In full and without error, repeat the entries below.

[[ The records open ]]

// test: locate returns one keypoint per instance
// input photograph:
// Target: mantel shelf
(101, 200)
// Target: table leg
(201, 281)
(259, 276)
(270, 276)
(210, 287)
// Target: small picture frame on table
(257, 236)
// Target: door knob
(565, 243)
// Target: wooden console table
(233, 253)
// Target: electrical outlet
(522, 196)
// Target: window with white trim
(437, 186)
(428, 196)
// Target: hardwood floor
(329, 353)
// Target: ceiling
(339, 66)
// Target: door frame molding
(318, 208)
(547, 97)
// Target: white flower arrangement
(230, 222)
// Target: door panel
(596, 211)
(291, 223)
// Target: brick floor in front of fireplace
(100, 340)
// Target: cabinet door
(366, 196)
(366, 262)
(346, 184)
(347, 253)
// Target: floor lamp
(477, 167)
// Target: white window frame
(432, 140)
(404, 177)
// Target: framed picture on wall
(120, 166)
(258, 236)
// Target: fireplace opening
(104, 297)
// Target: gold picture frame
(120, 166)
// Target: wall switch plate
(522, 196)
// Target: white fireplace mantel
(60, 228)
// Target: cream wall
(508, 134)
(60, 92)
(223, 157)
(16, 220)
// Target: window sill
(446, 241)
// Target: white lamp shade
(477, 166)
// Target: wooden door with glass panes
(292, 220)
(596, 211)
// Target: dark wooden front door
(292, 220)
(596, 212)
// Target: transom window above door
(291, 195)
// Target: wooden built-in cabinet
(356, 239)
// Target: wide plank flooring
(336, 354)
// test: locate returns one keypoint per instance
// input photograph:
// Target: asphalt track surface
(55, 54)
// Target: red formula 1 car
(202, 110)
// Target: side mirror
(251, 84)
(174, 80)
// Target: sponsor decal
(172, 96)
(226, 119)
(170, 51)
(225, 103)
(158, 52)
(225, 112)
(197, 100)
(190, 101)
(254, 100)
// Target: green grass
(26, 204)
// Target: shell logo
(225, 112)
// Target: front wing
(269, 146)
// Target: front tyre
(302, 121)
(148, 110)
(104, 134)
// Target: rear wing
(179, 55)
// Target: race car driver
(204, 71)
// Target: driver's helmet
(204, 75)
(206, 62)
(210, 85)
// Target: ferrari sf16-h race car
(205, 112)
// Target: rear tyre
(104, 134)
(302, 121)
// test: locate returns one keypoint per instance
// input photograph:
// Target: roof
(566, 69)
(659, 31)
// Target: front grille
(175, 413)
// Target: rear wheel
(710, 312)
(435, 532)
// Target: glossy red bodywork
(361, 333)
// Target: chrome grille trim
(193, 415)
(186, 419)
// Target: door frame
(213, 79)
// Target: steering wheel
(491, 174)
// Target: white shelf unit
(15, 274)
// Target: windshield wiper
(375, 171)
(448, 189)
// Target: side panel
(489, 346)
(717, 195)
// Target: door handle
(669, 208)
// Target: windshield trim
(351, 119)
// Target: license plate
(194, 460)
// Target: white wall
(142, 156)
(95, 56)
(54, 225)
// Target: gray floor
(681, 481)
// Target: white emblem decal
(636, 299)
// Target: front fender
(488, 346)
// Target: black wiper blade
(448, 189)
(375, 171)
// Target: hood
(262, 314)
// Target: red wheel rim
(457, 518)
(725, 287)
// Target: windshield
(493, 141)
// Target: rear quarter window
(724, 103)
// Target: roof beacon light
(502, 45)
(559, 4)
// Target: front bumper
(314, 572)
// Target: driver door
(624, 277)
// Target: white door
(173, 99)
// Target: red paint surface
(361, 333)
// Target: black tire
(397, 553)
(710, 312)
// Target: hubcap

[[ The records closed ]]

**Exercise response**
// test: locate returns one keypoint per instance
// input photograph:
// Target: mantel shelf
(101, 200)
// Target: table leg
(201, 281)
(259, 276)
(270, 276)
(210, 287)
// Target: small picture frame on table
(257, 236)
// Target: door knob
(565, 243)
// Target: wooden console table
(233, 253)
// Target: electrical outlet
(522, 196)
// Target: window with white trim
(437, 186)
(428, 196)
// Target: hardwood floor
(329, 353)
// Target: ceiling
(339, 66)
// Target: door frame molding
(318, 208)
(547, 97)
// Target: white flower arrangement
(230, 222)
// Target: door panel
(596, 211)
(291, 223)
// Target: brick floor in front of fireplace
(100, 340)
// Target: cabinet door
(366, 196)
(366, 262)
(346, 184)
(347, 253)
// Target: floor lamp
(477, 167)
// Target: white window frame
(432, 140)
(404, 177)
// Target: framed picture on wall
(120, 166)
(258, 236)
// Target: fireplace opening
(104, 297)
// Target: gold picture frame
(120, 166)
// Target: wall switch plate
(522, 196)
// Target: white fireplace mantel
(60, 228)
// Target: cream wall
(508, 134)
(60, 92)
(223, 157)
(16, 220)
// Target: window sill
(446, 241)
// Target: white lamp shade
(477, 166)
// Target: wooden door with glass panes
(292, 220)
(596, 211)
// Target: dark wooden front door
(292, 220)
(596, 212)
// Target: transom window above door
(291, 195)
// Target: wooden built-in cabinet
(356, 239)
// Target: wide plank flooring
(336, 354)
// test: locate returns one keypoint per instance
// input photograph:
// Target: asphalt track surface
(55, 54)
// Target: red formula 1 car
(202, 110)
// Target: side mirror
(251, 84)
(174, 80)
// Target: sponsor decal
(172, 96)
(226, 119)
(170, 51)
(225, 103)
(158, 52)
(225, 112)
(197, 100)
(190, 101)
(254, 100)
// Target: green grass
(26, 204)
// Target: shell logo
(225, 112)
// Target: front wing
(269, 146)
// Target: front tyre
(302, 121)
(148, 110)
(104, 134)
// Target: rear wing
(179, 55)
// Target: race car driver
(204, 71)
// Target: driver's helmet
(204, 75)
(206, 62)
(210, 85)
// Target: ferrari sf16-h race car
(205, 112)
// Target: rear tyre
(104, 134)
(302, 121)
// test: locate returns one keypoint per instance
// input photograph:
// Target: roof
(566, 69)
(659, 31)
// Target: front grille
(175, 413)
// Target: rear wheel
(710, 312)
(435, 532)
// Target: glossy red bodywork
(361, 333)
// Target: chrome grille trim
(193, 415)
(186, 419)
// Target: door frame
(213, 79)
// Target: steering wheel
(491, 174)
// Target: white shelf unit
(15, 274)
// Target: windshield wiper
(375, 171)
(448, 189)
// Target: side panel
(489, 346)
(717, 195)
// Target: door handle
(669, 208)
// Target: windshield trim
(351, 119)
// Target: license plate
(194, 460)
// Target: white wall
(142, 156)
(95, 56)
(54, 225)
// Target: gray floor
(681, 481)
// Target: white emblem decal
(636, 299)
// Target: front fender
(488, 346)
// Target: black wiper blade
(448, 189)
(375, 171)
// Target: hood
(262, 314)
// Target: red wheel rim
(457, 518)
(725, 287)
// Target: windshield
(493, 141)
// Target: rear quarter window
(724, 103)
// Target: roof beacon light
(502, 45)
(559, 4)
// Target: front bumper
(314, 572)
// Target: driver door
(624, 277)
// Target: white door
(173, 99)
// Target: red paint surface
(361, 333)
// Target: black tire
(397, 553)
(710, 312)
// Target: hubcap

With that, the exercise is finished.